--- Activity list ---
1 – Quote the shuffle argument excerpt from "For the consistency" up to and including "new shuffle argument.".
2 – What does the shuffle argument excerpt say the generic adversary has access to? List every item.

--- Passage for review ---

_ _ _ _ _

Consistency Argument. Consider the subargument of the new shuffle argument where the prover only computes \(\pi _{con}\) and the verifier performs the check on Step 6 of Protocol 2. We will call it the consistency argument. In Sect. 4.3 we motivate this name, by showing that if \(\varvec{\hat{\mathfrak {a}}}\) \((\{\hat{P}_i (X)\}, X_{\hat{\varrho }})\)-commits to a permutation, then \(\mathsf {Dec}(\mathfrak {M}'_i) = \mathsf {Dec}(\mathfrak {M}_{\sigma (i)})\) for the same permutation \(\sigma \) that the prover committed to earlier. We show that the new consistency argument is culpably sound under a (novel) variant of the KerMDH computational assumption [36] that we describe in Sect. 4.3. In particular, the KerMDH assumption has to hold even when the adversary is given access to the full CRS of the shuffle argument.

For the consistency argument to be sound (and in particular, for the KerMDH variant to be secure in the GBGM), we will require that \(\{\hat{P}_i (X)\}_{i\,=\,1}^n\) and \(\{P_i (X) \hat{P}_j (X)\}_{1 \le i, j \le n}\) are both linearly independent sets.

4 Subarguments

Several of the following knowledge-soundness proofs use the GBGM and therefore we will first give common background for those proofs. In the GBGM, the generic adversary in each proof has only access to generic group operations, pairings, and equality tests. However, she will have access to the full CRS of the new shuffle argument.

Let \(\varvec{\chi } = (\chi , \alpha , \beta , \hat{\beta }, \varrho , \hat{\varrho }, \mathsf {sk})\) be the tuple of all random values generated by either \(\mathsf {K}\) or \(\mathsf {V}\). Note that since \(\alpha \) is sampled by the verifier each time, for an adversary it is essentially an indeterminate. Thus, for the generic adversary each element of \(\varvec{\chi }\) will be an indeterminate. Let us denote the tuple of corresponding indeterminates by \(\varvec{X} = (X, X_\alpha , X_{\beta }, X_{\hat{\beta }}, X_\varrho , X_{\hat{\varrho }}, X_S)\).

_ _ _ _ _

--- Data block ---
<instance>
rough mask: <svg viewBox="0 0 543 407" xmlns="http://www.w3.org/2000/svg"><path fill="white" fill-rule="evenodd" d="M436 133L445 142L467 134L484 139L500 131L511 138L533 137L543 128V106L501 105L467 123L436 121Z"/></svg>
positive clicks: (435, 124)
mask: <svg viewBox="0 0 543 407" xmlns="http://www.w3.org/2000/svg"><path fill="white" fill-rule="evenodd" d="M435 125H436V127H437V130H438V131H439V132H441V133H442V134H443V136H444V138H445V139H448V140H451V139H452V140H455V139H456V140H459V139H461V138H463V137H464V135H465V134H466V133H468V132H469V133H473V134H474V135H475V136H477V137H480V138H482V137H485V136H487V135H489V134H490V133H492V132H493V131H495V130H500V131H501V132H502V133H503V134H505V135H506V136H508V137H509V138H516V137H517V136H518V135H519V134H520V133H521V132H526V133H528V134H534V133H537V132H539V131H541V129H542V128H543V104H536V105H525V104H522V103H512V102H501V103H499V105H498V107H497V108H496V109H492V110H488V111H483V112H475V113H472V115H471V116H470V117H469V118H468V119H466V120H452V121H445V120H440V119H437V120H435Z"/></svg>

_ _ _ _ _

--- Responses ---
1 –
For the consistency argument to be sound (and in particular, for the KerMDH variant to be secure in the GBGM), we will require that \(\{\hat{P}_i (X)\}_{i\,=\,1}^n\) and \(\{P_i (X) \hat{P}_j (X)\}_{1 \le i, j \le n}\) are both linearly independent sets.

4 Subarguments

Several of the following knowledge-soundness proofs use the GBGM and therefore we will first give common background for those proofs. In the GBGM, the generic adversary in each proof has only access to generic group operations, pairings, and equality tests. However, she will have access to the full CRS of the new shuffle argument.

2 –
- generic group operations
- pairings
- equality tests
- the full CRS of the new shuffle argument